_Problem to solve_:
Provide an exact copy of the data, excluding the images.

_Data supplied_:
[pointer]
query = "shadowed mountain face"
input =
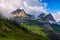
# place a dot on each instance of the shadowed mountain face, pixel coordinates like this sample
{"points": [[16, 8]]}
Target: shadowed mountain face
{"points": [[48, 18], [21, 16]]}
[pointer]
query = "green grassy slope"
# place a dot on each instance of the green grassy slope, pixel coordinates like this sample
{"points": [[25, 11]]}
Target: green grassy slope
{"points": [[12, 31]]}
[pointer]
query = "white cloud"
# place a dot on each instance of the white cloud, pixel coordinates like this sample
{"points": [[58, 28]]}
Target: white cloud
{"points": [[57, 16], [30, 6]]}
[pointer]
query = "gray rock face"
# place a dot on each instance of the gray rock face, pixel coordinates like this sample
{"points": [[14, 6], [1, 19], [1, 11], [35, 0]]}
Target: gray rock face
{"points": [[48, 18]]}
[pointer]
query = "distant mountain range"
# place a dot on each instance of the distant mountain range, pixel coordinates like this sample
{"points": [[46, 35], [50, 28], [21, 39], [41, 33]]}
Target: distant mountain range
{"points": [[21, 16], [24, 26]]}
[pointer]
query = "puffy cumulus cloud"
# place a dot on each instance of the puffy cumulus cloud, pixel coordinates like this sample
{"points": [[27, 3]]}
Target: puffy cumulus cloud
{"points": [[30, 6], [57, 16]]}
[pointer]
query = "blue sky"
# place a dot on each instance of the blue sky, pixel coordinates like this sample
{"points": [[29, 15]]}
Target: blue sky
{"points": [[53, 5]]}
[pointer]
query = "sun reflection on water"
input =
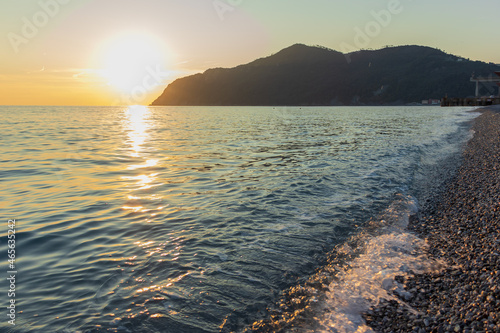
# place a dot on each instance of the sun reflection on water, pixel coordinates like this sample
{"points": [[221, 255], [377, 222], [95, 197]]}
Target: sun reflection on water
{"points": [[137, 125]]}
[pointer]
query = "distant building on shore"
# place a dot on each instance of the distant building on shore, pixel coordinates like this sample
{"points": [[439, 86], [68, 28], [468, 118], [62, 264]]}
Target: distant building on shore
{"points": [[431, 102]]}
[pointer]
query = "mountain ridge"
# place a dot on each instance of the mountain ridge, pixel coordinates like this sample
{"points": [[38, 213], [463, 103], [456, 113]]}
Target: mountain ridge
{"points": [[302, 75]]}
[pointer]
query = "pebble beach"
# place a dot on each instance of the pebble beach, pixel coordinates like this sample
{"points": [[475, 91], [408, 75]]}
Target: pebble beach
{"points": [[462, 228]]}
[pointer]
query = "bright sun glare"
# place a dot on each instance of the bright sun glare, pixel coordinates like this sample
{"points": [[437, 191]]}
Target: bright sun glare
{"points": [[130, 58]]}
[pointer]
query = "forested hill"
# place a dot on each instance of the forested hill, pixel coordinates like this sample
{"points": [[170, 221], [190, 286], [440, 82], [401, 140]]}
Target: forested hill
{"points": [[305, 75]]}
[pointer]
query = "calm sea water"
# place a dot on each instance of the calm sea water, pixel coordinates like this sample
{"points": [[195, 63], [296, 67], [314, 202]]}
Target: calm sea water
{"points": [[195, 219]]}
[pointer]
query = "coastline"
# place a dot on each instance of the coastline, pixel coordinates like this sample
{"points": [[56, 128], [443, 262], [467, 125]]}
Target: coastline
{"points": [[462, 228]]}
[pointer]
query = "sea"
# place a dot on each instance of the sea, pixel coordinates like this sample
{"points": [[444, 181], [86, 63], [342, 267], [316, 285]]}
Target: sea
{"points": [[214, 219]]}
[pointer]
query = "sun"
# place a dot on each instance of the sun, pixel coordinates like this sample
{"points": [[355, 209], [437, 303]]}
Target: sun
{"points": [[131, 59]]}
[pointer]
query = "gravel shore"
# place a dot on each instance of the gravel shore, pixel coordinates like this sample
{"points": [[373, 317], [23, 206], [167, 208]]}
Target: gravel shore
{"points": [[462, 227]]}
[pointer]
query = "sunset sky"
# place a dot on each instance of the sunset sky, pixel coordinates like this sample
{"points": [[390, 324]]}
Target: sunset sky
{"points": [[121, 52]]}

_Problem solution_:
[pointer]
query = "shadowed mountain face"
input =
# place a dot on each instance of the shadowed mountain face, pixel coordinates like this sample
{"points": [[16, 8]]}
Target: shadowed mountain face
{"points": [[48, 18], [21, 16]]}
[pointer]
query = "green grassy slope"
# place a dot on each instance of the green grassy slope, pixel coordinates like this sample
{"points": [[25, 11]]}
Target: green grassy slope
{"points": [[12, 31]]}
[pointer]
query = "white cloud"
# place a dot on each instance of the white cloud, pixel coordinates like this sample
{"points": [[58, 28]]}
Target: white cloud
{"points": [[57, 16], [30, 6]]}
[pointer]
query = "gray rock face"
# place a dot on each instance of the gray rock face, pixel coordinates like this sample
{"points": [[14, 6], [1, 19], [1, 11], [35, 0]]}
Target: gray rock face
{"points": [[48, 18]]}
[pointer]
query = "distant mountain range"
# place a dot on each instance of the distant mountain range, pixel coordinates like this sample
{"points": [[46, 35], [50, 28], [21, 39], [41, 33]]}
Target: distant mountain range
{"points": [[21, 16], [24, 26]]}
[pointer]
query = "puffy cumulus cloud"
# place a dot on each instance of the puffy cumulus cloud, pixel coordinates like this sample
{"points": [[27, 3]]}
Target: puffy cumulus cloud
{"points": [[30, 6], [57, 16]]}
[pointer]
query = "blue sky"
# place a dot on each instance of the blue sky, pixel coordinates like this sample
{"points": [[29, 15]]}
Target: blue sky
{"points": [[53, 5]]}
[pointer]
query = "sun reflection on water"
input =
# place a dot on each instance of the sun reflection on water, pixel coordinates like this sample
{"points": [[221, 255], [377, 222], [95, 197]]}
Target: sun reflection on water
{"points": [[137, 125]]}
[pointer]
query = "distant building on shore"
# place a dot on each instance of the distant building on shore, pixel coordinates like this sample
{"points": [[439, 86], [68, 28], [468, 118], [62, 264]]}
Target: distant building on shore
{"points": [[431, 102]]}
[pointer]
query = "mountain ridge"
# place a dot on each instance of the mountain ridge, pixel coordinates like this sample
{"points": [[38, 213], [463, 103], [456, 113]]}
Target: mountain ridge
{"points": [[302, 75]]}
[pointer]
query = "pebble beach"
# place a dot on each instance of the pebble beach, pixel coordinates like this sample
{"points": [[475, 91], [408, 75]]}
Target: pebble beach
{"points": [[462, 228]]}
[pointer]
query = "bright sun glare"
# place a dot on each instance of the bright sun glare, pixel coordinates like this sample
{"points": [[437, 191]]}
Target: bright sun glare
{"points": [[130, 58]]}
[pointer]
query = "forested hill"
# place a dot on each instance of the forested hill, pixel coordinates like this sample
{"points": [[170, 221], [190, 286], [440, 82], [401, 140]]}
Target: forested hill
{"points": [[305, 75]]}
[pointer]
query = "calm sea water"
# place a dot on each instance of the calm sea water, pixel coordinates like this sample
{"points": [[195, 63], [296, 67], [314, 202]]}
Target: calm sea water
{"points": [[195, 219]]}
[pointer]
query = "coastline"
# place a dot on each instance of the coastline, pixel coordinates like this sample
{"points": [[56, 128], [443, 262], [467, 125]]}
Target: coastline
{"points": [[462, 228]]}
[pointer]
query = "sea"
# place a dot on each instance of the sea, pixel coordinates like this sample
{"points": [[444, 181], [86, 63], [342, 267], [316, 285]]}
Target: sea
{"points": [[214, 219]]}
[pointer]
query = "sun"
# place a dot on each instance of the sun, pixel coordinates like this sample
{"points": [[355, 209], [437, 303]]}
Target: sun
{"points": [[131, 59]]}
[pointer]
query = "gravel shore"
# place a dot on each instance of the gravel shore, pixel coordinates like this sample
{"points": [[373, 317], [23, 206], [167, 208]]}
Target: gravel shore
{"points": [[462, 227]]}
[pointer]
query = "sunset sky"
# place a dot on each instance of the sunset sky, pixel coordinates like this sample
{"points": [[390, 324]]}
Target: sunset sky
{"points": [[121, 52]]}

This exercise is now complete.